§ **Dataset records**

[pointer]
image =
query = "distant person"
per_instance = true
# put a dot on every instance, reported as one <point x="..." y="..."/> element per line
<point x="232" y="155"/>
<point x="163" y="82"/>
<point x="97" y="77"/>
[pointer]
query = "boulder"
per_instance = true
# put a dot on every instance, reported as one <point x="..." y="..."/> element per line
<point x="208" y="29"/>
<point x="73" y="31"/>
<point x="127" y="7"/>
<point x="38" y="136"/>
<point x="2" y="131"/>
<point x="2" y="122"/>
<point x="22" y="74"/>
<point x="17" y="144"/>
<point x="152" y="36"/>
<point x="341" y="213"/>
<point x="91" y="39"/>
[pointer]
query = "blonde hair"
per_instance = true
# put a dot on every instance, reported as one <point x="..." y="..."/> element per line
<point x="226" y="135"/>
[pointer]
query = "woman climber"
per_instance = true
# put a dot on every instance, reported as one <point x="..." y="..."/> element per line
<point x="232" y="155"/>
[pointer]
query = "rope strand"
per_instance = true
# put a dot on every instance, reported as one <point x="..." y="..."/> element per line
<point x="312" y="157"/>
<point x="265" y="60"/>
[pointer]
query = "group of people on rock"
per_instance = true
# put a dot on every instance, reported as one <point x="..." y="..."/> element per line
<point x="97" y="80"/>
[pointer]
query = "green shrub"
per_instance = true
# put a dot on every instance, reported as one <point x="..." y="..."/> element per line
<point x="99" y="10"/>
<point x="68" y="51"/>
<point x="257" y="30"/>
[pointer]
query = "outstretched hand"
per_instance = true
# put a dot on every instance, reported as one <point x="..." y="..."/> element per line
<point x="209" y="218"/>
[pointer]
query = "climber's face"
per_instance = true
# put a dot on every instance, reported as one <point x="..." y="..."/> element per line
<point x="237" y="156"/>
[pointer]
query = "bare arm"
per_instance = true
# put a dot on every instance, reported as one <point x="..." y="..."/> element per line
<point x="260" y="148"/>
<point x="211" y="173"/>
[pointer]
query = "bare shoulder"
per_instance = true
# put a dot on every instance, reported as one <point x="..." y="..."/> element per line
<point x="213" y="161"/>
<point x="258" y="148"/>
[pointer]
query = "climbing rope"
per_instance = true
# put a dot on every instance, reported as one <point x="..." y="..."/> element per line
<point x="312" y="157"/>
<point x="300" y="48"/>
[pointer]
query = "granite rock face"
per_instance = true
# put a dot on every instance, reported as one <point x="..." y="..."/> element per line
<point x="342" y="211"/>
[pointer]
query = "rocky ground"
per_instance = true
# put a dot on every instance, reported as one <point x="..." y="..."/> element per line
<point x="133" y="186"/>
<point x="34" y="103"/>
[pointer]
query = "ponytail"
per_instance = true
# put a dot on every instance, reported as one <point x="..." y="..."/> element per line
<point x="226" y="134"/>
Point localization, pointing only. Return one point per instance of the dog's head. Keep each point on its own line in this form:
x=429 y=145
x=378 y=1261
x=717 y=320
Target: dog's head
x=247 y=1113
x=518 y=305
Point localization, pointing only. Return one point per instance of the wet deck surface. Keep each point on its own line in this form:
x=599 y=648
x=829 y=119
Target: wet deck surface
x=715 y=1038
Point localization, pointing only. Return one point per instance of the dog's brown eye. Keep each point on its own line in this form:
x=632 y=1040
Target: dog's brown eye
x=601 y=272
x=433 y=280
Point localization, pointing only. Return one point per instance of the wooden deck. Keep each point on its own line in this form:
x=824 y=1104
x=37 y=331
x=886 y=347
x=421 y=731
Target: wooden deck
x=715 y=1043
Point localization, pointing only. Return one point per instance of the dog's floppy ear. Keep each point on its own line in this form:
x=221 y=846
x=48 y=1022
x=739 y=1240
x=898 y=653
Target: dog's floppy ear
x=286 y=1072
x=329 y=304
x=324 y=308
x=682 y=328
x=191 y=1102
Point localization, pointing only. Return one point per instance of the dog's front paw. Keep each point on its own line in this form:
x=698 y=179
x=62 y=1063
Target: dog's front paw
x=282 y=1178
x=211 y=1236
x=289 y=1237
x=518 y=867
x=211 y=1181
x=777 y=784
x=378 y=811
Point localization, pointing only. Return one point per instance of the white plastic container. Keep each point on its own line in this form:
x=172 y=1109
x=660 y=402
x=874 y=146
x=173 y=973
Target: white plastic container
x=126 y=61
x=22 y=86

§ **Work order**
The answer must be every line of the listing that holds the word "climber".

§ **The answer**
query = "woman climber"
query = "climber's face"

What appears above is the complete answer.